#### TEXT EXCERPT

14 June 2020
NEW RESEARCH: Why is loss of sleep harmful – “Sleep Loss Can Cause Death through Accumulation of Reactive Oxygen Species in the Gut”


This week I read a very interesting research paper on why sleep deprivation is harmful to organisms. More precisely, the paper investigated why prolonged sleep deprivation ultimately leads to death by using fruit flies and mice.

Sleep is important, at least this is what my parents still tell me all the time, given that too often I tend to ignore this fact. But in the study, the researchers wanted to know why sleep is important. They mainly used fruit flies, for which good genetic models for sleep loss exist. Thus, the researchers used an inducible method to active neurons in the brain that suppress sleep. In an alternative approach, they also introduced loss-of-function mutations or knocked down the expression of known sleep regulatory genes. The sleep deprived flies started to die after a week of sleep loss.

The researchers then tried to identify cellular markers of damage that appeared during the sleep deprivation. And the major marker they identified was an increase in Reactive Oxygen Species (ROS). What was amazing was that the induction of ROS was dramatic and happened specifically only in the gut, but no other tissues (see figure). The increase in ROS in the gut was accompanied by increases of stress markers in the gut, such as increases in DNA damage and cell death (apoptosis and necrosis). Importantly, this amazing finding was reproduced in sleep deprived mice.


The figure shows the levels of Reactive Oxygen Species (ROS) in different fly tissues. ROS were measured using a fluorescent dye (DHE=Dihydroethidium) that shows red fluorescence when reacting with ROS. The flies in row 3 and 5 are genetically modified to induce sleeplessness.

But that was not all. Even more amazingly, the scientists were able to prevent death of sleep deprived flies by giving oral antioxidant compounds or by expressing antioxidant enzymes (superoxide dismutatase and catalase) in the gut. These interventions allowed the flies to live despite not sleeping.
 
This study naturally raises a number of interesting questions:
How does sleep deprivation lead to ROS accumulation?
Why does the ROS production specifically take place in the gut?
How do ROS in the gut cause death?
And what does this study tell us about the normal function of sleep?

########
#### SUPPLIED MATERIAL

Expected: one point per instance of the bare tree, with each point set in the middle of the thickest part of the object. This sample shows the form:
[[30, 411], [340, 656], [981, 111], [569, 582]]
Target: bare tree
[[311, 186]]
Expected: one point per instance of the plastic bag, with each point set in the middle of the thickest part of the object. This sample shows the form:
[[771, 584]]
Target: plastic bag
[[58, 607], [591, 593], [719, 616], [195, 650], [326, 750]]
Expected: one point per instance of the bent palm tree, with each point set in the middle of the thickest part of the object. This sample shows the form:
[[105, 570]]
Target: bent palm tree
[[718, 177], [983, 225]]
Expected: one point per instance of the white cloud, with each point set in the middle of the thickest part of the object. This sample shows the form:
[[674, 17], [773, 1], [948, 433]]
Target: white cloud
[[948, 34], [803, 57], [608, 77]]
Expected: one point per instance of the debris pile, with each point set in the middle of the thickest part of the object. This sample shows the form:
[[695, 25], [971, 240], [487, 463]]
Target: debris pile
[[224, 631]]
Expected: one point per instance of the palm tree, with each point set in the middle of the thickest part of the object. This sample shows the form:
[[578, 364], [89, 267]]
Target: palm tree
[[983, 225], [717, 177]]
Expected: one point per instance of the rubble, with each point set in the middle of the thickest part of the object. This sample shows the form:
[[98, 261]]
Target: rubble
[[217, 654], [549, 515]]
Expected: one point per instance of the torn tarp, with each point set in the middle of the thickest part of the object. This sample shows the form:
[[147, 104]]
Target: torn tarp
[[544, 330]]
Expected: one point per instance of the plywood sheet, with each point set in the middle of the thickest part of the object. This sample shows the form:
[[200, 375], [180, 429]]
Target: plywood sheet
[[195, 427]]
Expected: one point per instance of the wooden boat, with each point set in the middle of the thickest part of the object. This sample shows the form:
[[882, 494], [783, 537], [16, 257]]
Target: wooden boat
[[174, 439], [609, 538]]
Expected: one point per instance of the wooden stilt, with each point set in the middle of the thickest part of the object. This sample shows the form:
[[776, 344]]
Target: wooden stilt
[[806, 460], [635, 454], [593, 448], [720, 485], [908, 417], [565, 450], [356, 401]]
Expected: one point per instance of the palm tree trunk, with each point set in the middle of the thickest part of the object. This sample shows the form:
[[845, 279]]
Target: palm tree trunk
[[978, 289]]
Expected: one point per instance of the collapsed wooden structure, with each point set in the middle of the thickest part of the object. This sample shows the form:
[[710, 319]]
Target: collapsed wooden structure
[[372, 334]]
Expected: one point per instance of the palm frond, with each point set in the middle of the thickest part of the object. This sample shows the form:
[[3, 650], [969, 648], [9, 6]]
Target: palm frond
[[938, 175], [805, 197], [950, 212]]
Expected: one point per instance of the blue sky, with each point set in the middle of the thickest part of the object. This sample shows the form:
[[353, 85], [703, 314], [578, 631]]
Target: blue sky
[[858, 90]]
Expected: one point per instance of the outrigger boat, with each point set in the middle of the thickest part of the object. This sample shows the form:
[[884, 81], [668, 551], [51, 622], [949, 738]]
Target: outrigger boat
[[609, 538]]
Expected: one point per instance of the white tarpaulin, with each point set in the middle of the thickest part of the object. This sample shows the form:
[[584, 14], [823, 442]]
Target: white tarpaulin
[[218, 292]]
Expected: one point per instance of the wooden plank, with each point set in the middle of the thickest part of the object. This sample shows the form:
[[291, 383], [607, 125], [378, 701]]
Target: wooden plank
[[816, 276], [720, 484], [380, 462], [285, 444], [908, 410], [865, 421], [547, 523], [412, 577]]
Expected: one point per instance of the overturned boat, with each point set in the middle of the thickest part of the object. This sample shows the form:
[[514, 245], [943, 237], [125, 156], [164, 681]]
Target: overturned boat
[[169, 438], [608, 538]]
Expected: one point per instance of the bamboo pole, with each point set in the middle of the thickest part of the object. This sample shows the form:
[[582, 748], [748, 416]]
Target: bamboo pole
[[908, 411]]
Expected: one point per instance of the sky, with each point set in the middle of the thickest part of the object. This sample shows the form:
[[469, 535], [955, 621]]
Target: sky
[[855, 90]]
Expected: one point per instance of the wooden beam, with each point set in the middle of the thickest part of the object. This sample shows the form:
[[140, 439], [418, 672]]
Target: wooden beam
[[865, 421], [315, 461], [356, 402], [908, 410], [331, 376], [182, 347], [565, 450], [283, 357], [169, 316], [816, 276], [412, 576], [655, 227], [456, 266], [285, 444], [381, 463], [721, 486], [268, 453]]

########

* _EXERCISE GOAL_
Continue the piece on sleep loss and reactive oxygen species in the gut, beginning after its final question.

* _OUTPUT FOR THIS TASK_
The study does not really have clear answers to these questions. One obvious hypothesis for the increase in ROS in the gut is that we tend to eat more if we don’t sleep, which would lead to greater gut activity. However, the researchers were able to rule out that the ROS increase is due to overeating. Alternatively, the researchers suggest that ROS clearance in the gut may be a normal daily function of sleep.
One interesting possibility is that the ROS production is related to increased gut motility. Normally, sleep causes profoundly decreased gastrointestinal motility (reference). Hence, sleep-deprived organisms would have high gut motility, which would be accompanied by an increase in energy production and possibly increased production of ROS.
 
Generally it is of course believed that the main function of sleep is for regeneration of our body, in particular the brain, as well as functions such as processing of information and consolidation of our memory. Does this study suggest that these other functions of sleep are not important and that the main function of sleep is to prevent ROS accumulation in the gut. Not necessarily. The fact that sleepless organisms who express antioxidant enzymes in their gut survive does not mean that they are perfectly fine. In real live, these flies probably have a selective disadvantage. Like most others, when I don’t sleep for one night, I am still somewhat functional, but I cannot really concentrate and tend to doze off when at rest. In a real world, this would probably put me at a great disadvantage to fall prey to predators.
 
As an interesting side note, one thing I have observed is that lack of sleep seems to make me more disinhibited and I have in fact given some of my best presentations after only sleeping for a couple of hours…
Anyway, what this study shows is that often we don’t know the answers to some common phenomena that we experience daily.